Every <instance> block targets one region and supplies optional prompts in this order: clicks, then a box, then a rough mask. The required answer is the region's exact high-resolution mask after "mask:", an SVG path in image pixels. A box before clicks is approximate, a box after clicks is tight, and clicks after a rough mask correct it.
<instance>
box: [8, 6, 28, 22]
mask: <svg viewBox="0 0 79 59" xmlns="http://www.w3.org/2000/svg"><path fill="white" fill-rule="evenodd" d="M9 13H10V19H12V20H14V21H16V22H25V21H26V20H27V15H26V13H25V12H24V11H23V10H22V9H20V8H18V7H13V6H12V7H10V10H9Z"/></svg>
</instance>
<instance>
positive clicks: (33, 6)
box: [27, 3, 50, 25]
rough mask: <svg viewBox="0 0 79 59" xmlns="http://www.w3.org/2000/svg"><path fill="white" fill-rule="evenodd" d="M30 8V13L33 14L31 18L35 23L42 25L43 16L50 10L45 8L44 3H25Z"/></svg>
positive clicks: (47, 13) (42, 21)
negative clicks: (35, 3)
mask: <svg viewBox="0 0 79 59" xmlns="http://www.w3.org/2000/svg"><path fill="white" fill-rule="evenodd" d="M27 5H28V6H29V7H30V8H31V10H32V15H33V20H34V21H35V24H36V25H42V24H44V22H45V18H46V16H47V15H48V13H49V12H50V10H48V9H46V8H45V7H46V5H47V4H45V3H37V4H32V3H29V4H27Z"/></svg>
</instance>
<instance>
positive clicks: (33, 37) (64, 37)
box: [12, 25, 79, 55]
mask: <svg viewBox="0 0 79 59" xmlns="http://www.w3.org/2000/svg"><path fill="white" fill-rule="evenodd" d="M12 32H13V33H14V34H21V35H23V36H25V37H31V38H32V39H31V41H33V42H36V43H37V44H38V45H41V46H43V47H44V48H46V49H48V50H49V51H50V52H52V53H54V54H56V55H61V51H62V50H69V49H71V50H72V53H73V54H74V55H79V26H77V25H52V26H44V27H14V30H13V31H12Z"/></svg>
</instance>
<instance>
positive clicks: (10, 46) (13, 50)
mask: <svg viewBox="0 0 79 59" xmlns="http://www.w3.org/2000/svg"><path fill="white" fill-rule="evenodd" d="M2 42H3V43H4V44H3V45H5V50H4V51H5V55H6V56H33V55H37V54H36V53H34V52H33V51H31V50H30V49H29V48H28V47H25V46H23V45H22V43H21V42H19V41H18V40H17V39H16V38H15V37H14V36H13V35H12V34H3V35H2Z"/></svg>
==
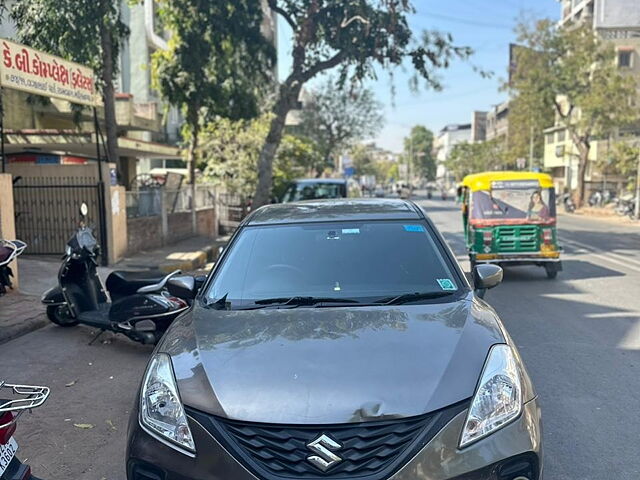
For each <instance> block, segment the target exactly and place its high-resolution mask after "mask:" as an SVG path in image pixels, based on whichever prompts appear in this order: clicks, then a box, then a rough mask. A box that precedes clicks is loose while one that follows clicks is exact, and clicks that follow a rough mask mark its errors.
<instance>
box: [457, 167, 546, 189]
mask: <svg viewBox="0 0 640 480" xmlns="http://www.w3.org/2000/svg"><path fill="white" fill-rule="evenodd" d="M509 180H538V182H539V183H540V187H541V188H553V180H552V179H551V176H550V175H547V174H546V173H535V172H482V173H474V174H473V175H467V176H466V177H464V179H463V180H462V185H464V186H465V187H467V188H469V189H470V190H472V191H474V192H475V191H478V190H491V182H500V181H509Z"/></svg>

- [INSTRUCTIONS TO FOLLOW]: Please rewrite the records from the line containing "Every <instance> block" through the line containing "positive clicks: (47, 13) (42, 21)", replacing "rough mask" with "coarse mask" and changing nothing else.

- [YOUR SOLUTION]:
Every <instance> block targets one region and supplies optional prompts in this order: clicks, then a box, then a coarse mask. The required answer is the region's exact high-resolution mask after "mask:", an SVG path in image pixels. A box before clicks is approximate, a box after clicks is tight, and clicks after a coarse mask correct it.
<instance>
box: [8, 6, 28, 22]
mask: <svg viewBox="0 0 79 59" xmlns="http://www.w3.org/2000/svg"><path fill="white" fill-rule="evenodd" d="M9 13H10V19H12V20H14V21H16V22H25V21H26V20H27V15H26V13H25V12H24V11H23V10H22V9H20V8H18V7H13V6H12V7H10V10H9Z"/></svg>
</instance>
<instance>
positive clicks: (33, 6)
box: [27, 3, 50, 25]
coarse mask: <svg viewBox="0 0 79 59" xmlns="http://www.w3.org/2000/svg"><path fill="white" fill-rule="evenodd" d="M30 8V13L33 14L31 18L35 23L42 25L43 16L50 10L45 8L44 3H25Z"/></svg>
positive clicks: (47, 13) (42, 21)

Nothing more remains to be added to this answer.